## Task details:
How many lines below include the string "earth"? State the number alone.

Point-per-instance localization data
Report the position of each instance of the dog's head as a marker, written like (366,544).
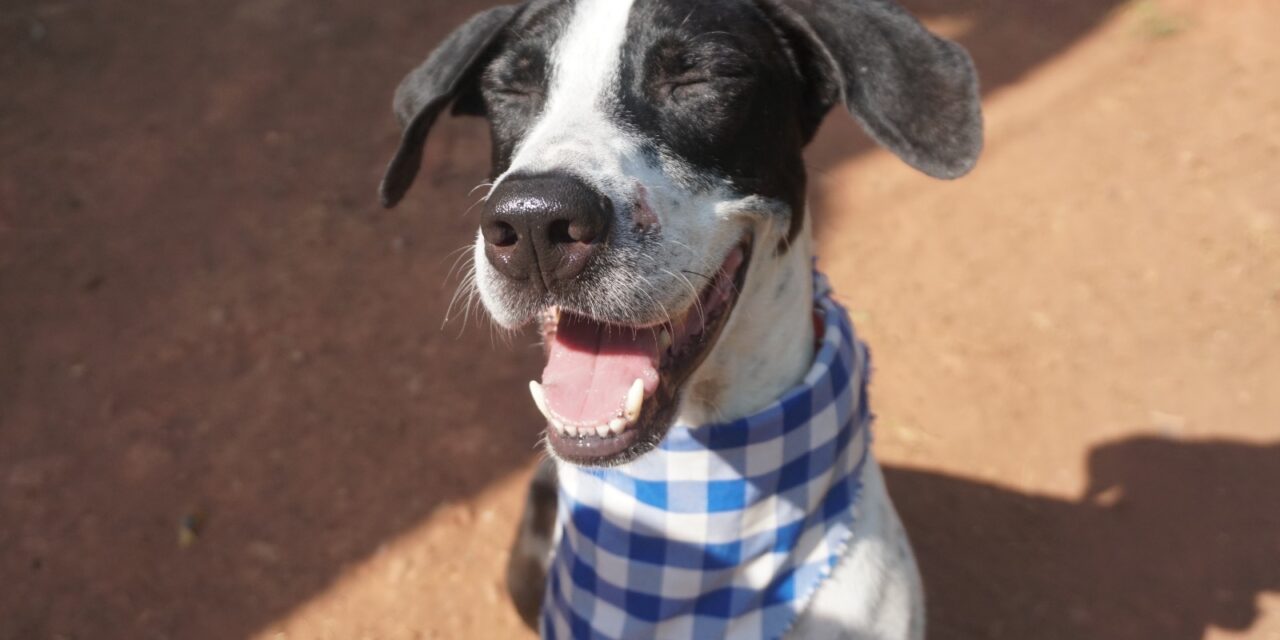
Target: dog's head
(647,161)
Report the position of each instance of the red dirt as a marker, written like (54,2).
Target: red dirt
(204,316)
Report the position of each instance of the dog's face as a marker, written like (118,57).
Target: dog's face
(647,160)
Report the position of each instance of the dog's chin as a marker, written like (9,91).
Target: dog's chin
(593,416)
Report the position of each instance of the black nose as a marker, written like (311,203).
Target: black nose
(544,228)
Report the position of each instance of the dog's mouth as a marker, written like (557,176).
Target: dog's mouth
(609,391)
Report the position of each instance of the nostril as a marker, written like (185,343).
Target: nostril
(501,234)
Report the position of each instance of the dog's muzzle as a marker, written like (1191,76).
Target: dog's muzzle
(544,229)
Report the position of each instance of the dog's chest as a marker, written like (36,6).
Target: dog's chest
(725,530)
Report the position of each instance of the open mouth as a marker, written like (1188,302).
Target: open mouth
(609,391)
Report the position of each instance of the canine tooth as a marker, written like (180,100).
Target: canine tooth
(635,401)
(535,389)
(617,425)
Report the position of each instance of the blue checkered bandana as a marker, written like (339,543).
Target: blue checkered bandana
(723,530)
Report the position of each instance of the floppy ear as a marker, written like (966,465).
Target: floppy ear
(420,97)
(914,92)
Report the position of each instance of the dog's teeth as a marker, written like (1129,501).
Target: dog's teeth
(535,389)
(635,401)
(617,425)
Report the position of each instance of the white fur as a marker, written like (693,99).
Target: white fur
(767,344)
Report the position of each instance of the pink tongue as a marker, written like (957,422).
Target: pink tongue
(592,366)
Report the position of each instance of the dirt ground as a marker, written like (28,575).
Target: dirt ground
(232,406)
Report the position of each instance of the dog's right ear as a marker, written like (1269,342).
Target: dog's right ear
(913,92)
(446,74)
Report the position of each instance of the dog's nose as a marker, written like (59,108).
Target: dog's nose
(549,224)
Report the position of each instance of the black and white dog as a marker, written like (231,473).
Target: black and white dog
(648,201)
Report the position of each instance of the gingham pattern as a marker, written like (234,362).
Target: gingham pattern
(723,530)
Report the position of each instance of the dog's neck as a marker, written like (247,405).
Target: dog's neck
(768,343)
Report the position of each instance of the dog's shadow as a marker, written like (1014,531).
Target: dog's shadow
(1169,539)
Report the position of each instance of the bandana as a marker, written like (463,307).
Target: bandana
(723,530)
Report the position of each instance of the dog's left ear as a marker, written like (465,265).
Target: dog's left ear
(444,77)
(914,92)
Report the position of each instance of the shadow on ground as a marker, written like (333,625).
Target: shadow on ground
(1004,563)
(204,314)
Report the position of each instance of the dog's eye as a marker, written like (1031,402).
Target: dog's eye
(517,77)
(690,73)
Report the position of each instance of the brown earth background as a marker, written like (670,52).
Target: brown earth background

==

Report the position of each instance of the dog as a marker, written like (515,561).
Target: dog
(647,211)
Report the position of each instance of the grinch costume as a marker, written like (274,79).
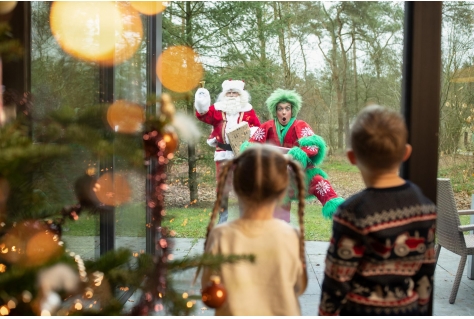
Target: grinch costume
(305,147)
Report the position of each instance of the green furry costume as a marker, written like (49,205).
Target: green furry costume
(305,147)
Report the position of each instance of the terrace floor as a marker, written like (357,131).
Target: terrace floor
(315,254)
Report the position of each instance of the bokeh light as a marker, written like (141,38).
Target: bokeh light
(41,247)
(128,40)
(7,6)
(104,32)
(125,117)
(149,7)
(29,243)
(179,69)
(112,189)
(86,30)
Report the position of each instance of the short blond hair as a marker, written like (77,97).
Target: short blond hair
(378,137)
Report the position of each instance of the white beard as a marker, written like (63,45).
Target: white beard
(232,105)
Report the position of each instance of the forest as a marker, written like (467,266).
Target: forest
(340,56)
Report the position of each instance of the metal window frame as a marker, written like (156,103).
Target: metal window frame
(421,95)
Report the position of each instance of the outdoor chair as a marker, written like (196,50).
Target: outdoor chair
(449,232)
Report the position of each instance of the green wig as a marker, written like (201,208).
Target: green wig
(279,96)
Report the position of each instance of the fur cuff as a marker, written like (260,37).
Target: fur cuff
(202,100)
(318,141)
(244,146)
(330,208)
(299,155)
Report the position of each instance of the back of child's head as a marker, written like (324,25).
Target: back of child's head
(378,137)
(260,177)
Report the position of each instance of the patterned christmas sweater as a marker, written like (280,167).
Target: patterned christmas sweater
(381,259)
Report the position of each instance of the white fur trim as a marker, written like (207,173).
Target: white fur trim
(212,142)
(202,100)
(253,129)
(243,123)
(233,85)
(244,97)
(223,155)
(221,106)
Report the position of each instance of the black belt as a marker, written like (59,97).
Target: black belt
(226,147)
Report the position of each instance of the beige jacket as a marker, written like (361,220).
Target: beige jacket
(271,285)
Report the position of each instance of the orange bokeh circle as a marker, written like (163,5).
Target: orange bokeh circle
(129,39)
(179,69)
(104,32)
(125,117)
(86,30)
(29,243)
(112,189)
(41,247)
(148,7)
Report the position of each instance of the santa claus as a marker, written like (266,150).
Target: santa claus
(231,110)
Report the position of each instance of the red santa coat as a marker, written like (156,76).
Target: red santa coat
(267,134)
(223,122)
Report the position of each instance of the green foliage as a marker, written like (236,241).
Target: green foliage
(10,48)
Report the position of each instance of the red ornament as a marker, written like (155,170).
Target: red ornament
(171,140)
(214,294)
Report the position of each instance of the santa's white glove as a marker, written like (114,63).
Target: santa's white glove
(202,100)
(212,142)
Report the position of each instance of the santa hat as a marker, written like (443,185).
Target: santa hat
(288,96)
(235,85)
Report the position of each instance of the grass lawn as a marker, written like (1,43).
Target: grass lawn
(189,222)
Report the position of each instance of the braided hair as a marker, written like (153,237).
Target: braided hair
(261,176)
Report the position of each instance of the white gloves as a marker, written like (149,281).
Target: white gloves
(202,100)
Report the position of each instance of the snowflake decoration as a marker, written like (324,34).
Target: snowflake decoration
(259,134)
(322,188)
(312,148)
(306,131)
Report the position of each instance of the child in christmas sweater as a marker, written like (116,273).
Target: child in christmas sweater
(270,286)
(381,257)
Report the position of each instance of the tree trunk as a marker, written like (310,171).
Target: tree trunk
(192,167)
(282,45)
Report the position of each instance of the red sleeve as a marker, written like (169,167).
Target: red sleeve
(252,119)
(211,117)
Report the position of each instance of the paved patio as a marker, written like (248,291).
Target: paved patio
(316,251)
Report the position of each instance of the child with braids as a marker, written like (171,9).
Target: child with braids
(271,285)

==

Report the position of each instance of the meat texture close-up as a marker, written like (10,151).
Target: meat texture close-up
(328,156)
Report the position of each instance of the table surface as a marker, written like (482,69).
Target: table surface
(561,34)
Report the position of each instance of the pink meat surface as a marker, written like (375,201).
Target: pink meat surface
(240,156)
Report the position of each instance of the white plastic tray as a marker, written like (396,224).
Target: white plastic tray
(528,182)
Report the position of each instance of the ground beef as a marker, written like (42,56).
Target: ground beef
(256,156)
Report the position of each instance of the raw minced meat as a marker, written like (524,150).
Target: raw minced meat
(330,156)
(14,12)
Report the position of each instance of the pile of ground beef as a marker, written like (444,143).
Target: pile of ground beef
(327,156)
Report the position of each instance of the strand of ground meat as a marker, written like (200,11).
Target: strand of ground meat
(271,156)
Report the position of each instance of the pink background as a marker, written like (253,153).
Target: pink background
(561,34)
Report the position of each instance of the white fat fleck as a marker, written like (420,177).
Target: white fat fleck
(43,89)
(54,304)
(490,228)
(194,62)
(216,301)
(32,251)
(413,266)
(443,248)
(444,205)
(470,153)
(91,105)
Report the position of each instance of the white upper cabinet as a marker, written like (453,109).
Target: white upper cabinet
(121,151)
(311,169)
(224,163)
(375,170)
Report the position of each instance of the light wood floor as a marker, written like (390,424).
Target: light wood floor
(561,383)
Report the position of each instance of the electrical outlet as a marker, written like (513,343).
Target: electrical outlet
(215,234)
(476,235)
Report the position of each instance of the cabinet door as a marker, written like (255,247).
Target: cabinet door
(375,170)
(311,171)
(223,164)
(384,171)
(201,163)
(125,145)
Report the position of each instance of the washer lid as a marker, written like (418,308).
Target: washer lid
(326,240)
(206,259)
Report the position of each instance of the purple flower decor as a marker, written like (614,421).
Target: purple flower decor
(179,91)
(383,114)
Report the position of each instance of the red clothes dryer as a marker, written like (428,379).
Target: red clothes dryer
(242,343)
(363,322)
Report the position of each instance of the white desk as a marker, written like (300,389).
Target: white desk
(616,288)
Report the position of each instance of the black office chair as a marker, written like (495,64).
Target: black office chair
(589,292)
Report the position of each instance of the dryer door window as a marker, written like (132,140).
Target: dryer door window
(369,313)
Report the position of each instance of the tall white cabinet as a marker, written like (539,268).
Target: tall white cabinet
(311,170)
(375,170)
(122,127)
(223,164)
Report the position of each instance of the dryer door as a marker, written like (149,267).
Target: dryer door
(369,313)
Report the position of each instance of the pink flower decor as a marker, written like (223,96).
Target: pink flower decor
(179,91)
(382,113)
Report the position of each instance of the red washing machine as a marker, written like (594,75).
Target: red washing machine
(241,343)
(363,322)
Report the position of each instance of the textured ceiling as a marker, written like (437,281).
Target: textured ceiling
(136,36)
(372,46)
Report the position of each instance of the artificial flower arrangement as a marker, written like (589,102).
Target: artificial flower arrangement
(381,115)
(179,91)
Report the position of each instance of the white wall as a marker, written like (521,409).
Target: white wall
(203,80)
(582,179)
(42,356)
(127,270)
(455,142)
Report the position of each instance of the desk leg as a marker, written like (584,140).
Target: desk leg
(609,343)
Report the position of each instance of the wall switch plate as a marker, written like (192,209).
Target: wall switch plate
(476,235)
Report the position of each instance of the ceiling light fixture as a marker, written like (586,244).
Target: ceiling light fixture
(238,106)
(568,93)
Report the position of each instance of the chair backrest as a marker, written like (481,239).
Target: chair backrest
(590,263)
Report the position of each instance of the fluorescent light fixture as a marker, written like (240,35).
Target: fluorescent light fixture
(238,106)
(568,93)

## Reply:
2